STATED TASK 1 => According to the document excerpt, in what year did the Tamil Nadu government pass an amendment to permit Jallikattu?

DOCUMENT EXCERPT =>
1.Whether the right to freedom of speech protected under Article 19 (1) (a) can be curtailed to protect the right to dignity of an individual guaranteed under Article 21.

2. Whether the State has a positive duty to protect the rights of an individual under Article 21 against Non-State actors.


In this case, the Court, with a 4:1 majority decision, ruled that an individual's right to freedom of speech and expression cannot be restricted to protect the dignity of another individual. The Court issued both a majority opinion and a partly concurring, partly dissenting opinion by Justice BV Nagarathna.

The majority judgment stated that when fundamental rights are in conflict, the Court must either find a balance or prioritize one right over the other. The Court noted that the grounds for restricting freedom of speech and expression are exhaustively listed in Article 19(2) of the Constitution, and no new grounds can be added. Consequently, they ruled that the freedom of speech of a public official cannot be curtailed to protect an individual's dignity.

The majority judgment also discussed the horizontal application of fundamental rights against both State and non-state actors. The Court explained that the interpretation of 'right to life' and 'personal liberty' under Article 21 has evolved to include the right to live with dignity, right to privacy, and the right to be forgotten. It emphasized that the State has an affirmative duty to protect citizens' life and personal liberty from private individuals.

Justice Nagarathna, in her partly dissenting opinion, argued that dignity is a fundamental component of the rights guaranteed under Article 21, and Article 19(1)(a) cannot be used to curtail Article 21 rights. She maintained that, since the speech in question was disparaging, derogatory, and akin to hate speech, it could not be protected under Article 19(1)(a). According to her, the case did not involve balancing fundamental rights but addressed an abuse of freedom of speech used to attack an individual's fundamental rights.

4. Animal welfare Board of India v. UOI, 2023 

Jallikattu Practice Case

Bench: Justice KM Joseph, Justice Ajay Rastogi, Justice Aniruddha Bose, Justice Hrishikesh Roy and Justice CT Ravikumar.


Jallikattu, a bull-taming sport in Tamil Nadu, faced legal challenges. In 2014, the Supreme Court banned the use of bulls in the sport, and the Tamil Nadu government's plea for a review was dismissed in 2015. In 2016, a notification allowed limited Jallikattu with restrictions. The Tamil Nadu government passed an amendment in 2017 to permit the sport. Organizations like PETA challenged this, arguing it circumvented previous court judgments and violated animal rights. The case reached a 5-Judge Constitution Bench in 2018, which, in May 2023, upheld amendments allowing Jallikattu, along with other cultural practices.


  1. Constitutional Relevance: Is the Tamil Nadu Amendment Act aligned with the Constitution, promoting cultural heritage, and preventing cruelty to animals?

  2. Colorable Legislation: Is the Act disguised as something else, not falling within the State or Concurrent Lists, and thus unconstitutional?

  3. Cultural Heritage Protection: Does the Act genuinely preserve the cultural heritage of Tamil Nadu under Article 29 of the Constitution?

  4. Native Breed Welfare: Is the Act primarily concerned with safeguarding native bull breeds, aligning with Article 48 of the Constitution?

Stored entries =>
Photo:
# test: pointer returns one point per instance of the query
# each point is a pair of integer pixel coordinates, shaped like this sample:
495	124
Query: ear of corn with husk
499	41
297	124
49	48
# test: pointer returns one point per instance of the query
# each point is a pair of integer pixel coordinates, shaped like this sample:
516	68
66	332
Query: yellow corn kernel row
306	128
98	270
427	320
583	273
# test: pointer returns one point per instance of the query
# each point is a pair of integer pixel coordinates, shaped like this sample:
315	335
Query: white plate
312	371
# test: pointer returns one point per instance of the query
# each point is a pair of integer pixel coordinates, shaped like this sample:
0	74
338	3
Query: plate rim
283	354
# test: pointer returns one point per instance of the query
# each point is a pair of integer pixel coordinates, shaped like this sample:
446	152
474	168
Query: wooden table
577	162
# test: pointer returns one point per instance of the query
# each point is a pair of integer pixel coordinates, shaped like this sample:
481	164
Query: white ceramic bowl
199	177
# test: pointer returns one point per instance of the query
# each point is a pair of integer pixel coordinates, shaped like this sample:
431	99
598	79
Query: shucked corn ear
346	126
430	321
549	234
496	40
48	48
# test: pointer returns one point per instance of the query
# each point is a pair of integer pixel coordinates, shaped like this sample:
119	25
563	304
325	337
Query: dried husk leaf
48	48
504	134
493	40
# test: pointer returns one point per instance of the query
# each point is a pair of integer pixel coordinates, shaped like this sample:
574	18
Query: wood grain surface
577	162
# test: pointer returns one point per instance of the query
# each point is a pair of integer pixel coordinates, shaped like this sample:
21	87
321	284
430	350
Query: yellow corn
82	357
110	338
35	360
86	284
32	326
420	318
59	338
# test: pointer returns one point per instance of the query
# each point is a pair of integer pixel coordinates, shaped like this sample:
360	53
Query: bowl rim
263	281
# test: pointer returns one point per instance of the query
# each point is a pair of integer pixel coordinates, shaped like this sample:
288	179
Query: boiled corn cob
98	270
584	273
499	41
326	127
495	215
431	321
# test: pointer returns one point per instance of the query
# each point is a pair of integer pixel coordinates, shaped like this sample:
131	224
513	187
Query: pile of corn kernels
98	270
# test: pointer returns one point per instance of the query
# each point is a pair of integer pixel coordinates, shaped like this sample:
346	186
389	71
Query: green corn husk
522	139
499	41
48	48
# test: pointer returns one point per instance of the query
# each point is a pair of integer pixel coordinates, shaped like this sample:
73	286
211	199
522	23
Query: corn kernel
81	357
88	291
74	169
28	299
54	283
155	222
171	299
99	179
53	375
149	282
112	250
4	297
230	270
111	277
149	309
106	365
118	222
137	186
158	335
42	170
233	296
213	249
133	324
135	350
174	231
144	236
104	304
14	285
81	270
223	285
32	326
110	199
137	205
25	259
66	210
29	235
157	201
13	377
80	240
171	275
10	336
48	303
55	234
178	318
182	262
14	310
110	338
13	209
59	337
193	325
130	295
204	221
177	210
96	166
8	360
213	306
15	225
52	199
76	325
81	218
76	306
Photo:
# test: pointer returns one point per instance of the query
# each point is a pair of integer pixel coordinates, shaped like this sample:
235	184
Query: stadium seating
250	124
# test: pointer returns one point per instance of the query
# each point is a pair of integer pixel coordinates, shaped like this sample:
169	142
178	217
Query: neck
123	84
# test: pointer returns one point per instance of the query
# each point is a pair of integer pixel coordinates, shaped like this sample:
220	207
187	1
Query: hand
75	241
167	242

STATED TASK 2 => Return every line of the records above that contains the string "husk", copied unchanged.

EXPECTED OUTPUT 1 => 2017

EXPECTED OUTPUT 2 =>
Query: ear of corn with husk
Query: dried husk leaf
Query: green corn husk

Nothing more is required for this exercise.